**WHAT IS EXPECTED:** Reproduce all of the records below with "coastal survey" substituted for every occurrence of "wildlife tally", leaving everything else unchanged. Omit the pictures.

------------------------------

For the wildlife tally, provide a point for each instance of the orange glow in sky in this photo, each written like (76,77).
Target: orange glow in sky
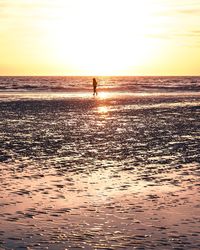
(99,37)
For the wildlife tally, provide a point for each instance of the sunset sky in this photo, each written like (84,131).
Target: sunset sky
(99,37)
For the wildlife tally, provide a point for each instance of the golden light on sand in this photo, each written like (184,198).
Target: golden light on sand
(92,37)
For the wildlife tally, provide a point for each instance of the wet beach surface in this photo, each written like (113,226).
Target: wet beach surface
(100,173)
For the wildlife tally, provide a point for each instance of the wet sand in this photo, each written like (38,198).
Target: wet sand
(100,173)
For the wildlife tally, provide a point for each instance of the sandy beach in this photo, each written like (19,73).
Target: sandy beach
(112,172)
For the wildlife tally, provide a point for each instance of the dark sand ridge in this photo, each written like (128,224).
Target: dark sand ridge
(116,173)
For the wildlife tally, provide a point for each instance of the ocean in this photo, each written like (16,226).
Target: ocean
(133,84)
(120,170)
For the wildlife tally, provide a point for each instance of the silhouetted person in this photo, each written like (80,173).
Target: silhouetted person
(94,86)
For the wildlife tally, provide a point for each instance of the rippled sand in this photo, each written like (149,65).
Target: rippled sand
(100,173)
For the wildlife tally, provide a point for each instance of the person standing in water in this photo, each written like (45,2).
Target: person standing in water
(94,86)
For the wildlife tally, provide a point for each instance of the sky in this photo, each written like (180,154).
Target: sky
(100,37)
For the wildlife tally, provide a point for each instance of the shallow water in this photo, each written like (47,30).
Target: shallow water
(112,172)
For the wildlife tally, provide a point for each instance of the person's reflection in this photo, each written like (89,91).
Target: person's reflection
(94,87)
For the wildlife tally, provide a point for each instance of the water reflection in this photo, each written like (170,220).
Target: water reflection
(103,109)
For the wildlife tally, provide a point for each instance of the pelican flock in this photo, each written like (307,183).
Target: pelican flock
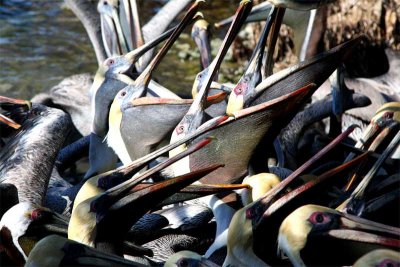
(260,171)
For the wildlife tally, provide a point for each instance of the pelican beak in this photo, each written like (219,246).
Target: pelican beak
(104,201)
(361,230)
(195,191)
(200,34)
(45,222)
(147,198)
(310,225)
(139,87)
(135,54)
(55,250)
(7,101)
(258,13)
(9,122)
(204,78)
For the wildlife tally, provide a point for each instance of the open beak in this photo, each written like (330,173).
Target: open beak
(112,195)
(200,34)
(258,13)
(204,78)
(252,76)
(146,199)
(135,54)
(352,205)
(47,223)
(9,122)
(6,101)
(278,190)
(195,191)
(361,230)
(138,89)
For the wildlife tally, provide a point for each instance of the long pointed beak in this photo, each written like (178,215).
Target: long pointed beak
(361,230)
(4,101)
(47,223)
(294,194)
(9,122)
(359,192)
(252,76)
(138,89)
(147,198)
(258,13)
(195,191)
(204,78)
(276,191)
(145,76)
(138,164)
(135,54)
(200,35)
(112,195)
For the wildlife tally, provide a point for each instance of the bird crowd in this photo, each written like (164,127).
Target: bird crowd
(258,172)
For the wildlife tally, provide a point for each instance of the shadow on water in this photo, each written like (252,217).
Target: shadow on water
(42,42)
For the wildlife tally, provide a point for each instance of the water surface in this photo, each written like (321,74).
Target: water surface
(42,42)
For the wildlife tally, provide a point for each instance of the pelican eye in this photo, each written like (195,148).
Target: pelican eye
(110,62)
(388,263)
(183,263)
(36,214)
(319,218)
(180,129)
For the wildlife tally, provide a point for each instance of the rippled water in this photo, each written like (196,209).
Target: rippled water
(41,42)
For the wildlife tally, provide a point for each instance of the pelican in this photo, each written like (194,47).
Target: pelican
(252,76)
(195,115)
(92,217)
(256,223)
(379,257)
(55,250)
(312,223)
(27,160)
(111,29)
(188,258)
(291,134)
(355,204)
(109,80)
(8,197)
(25,224)
(201,36)
(301,21)
(124,99)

------------------------------

**EXERCISE OUTPUT:**
For the coastal survey, provide a point for each instance of the orange glow in sky in this photo, each written like (76,77).
Target: orange glow in sky
(99,37)
For the coastal survey, provide a point for each instance of the sunset sky in this photo, each written like (84,131).
Target: sunset sky
(99,37)
For the coastal survey, provide a point for each instance of the golden light on sand in this photo, each written like (184,198).
Target: golden light on sand
(92,37)
For the coastal survey, provide a point for each instance of the wet beach surface in this photo, each written like (113,226).
Target: wet beach surface
(100,173)
For the coastal survey, provide a point for each instance of the wet sand in this photo, each written like (38,198).
Target: wet sand
(100,173)
For the coastal survey, provide a point for each instance of the sandy beach in this photo, each written like (19,73).
Target: sandy beach
(112,172)
For the coastal survey, provide a point for each instance of the dark sand ridge in this photo, each written like (128,224).
Target: dark sand ridge
(116,173)
For the coastal survey, provide a point for each instance of the ocean in this photo, each written like (16,226).
Target: ocean
(133,84)
(120,170)
For the coastal survey, provide a point for each instance of the silhouetted person in this photo, each written like (80,173).
Target: silhouetted person
(94,86)
For the coastal survey, provide a point for each instance of the rippled sand in this photo, each written like (149,65).
Target: rippled sand
(100,173)
For the coastal survey, provide a point for each instance of the person standing in water in this photo, each written like (45,2).
Target: person standing in water
(94,86)
For the coastal survey, provide a point for each instance of the sky in this photo, each written like (180,154).
Target: sky
(100,37)
For the coastal survey, provide a point for each instance of the shallow water in this photo, each written like (47,30).
Target: shallow water
(112,172)
For the coastal survey, provide a point for each instance of the person's reflection in this photo, each written like (89,91).
Target: person's reflection
(94,87)
For the coastal survey, provide a point for each instance of the water reflection in this photo, each written like (170,220).
Target: water reflection
(103,109)
For the coastal survey, provide a point for each instance of the pelican flock in this photo, each written like (307,183).
Target: pelican flock
(260,171)
For the coastal survey, provide a point for each instance of the pelican beak in this photo, each written like (219,246).
Target: pelican beak
(104,201)
(361,230)
(195,191)
(200,34)
(45,222)
(147,198)
(310,225)
(139,87)
(135,54)
(55,250)
(7,101)
(258,13)
(9,122)
(204,78)
For the coastal survey, provide a point for each instance of the open beak in this photo, each written like (330,173).
Target: open beak
(112,195)
(200,34)
(258,13)
(204,78)
(252,76)
(146,199)
(135,54)
(352,205)
(47,223)
(9,122)
(6,101)
(278,190)
(195,191)
(361,230)
(138,89)
For the coastal survey, provide a point for each instance of the long pointed beak in this photo, each written like (178,215).
Target: long pointed beak
(361,230)
(4,101)
(47,223)
(294,194)
(9,122)
(359,192)
(252,76)
(138,89)
(147,198)
(258,13)
(195,191)
(204,78)
(276,191)
(145,76)
(138,164)
(135,54)
(200,35)
(112,195)
For the coastal survey, provide a point for each instance of the bird crowd in this photo, each written like (164,127).
Target: bird crowd
(258,172)
For the coastal survey, provide a point for each instance of the shadow on water in this photo, each written like (252,217).
Target: shadow on water
(42,42)
For the coastal survey, provide a point for each instance of the water surface in this photo, each written like (321,74).
Target: water surface
(42,42)
For the coastal survey, provide a point for each instance of the pelican eye in this photo, each written like (195,148).
Target: pelican eye
(110,62)
(388,263)
(183,263)
(36,214)
(319,218)
(180,129)
For the coastal survey, provide a point for each instance of the rippled water in this photo, each written like (196,209).
Target: rippled water
(41,42)
For the coastal survey, provide a point for each instance of the pelican in this photo, each written like (194,47).
Target: pelican
(252,76)
(195,115)
(92,217)
(256,223)
(379,257)
(55,250)
(312,223)
(27,160)
(111,29)
(188,258)
(291,134)
(355,204)
(109,80)
(8,197)
(25,224)
(201,36)
(301,21)
(124,99)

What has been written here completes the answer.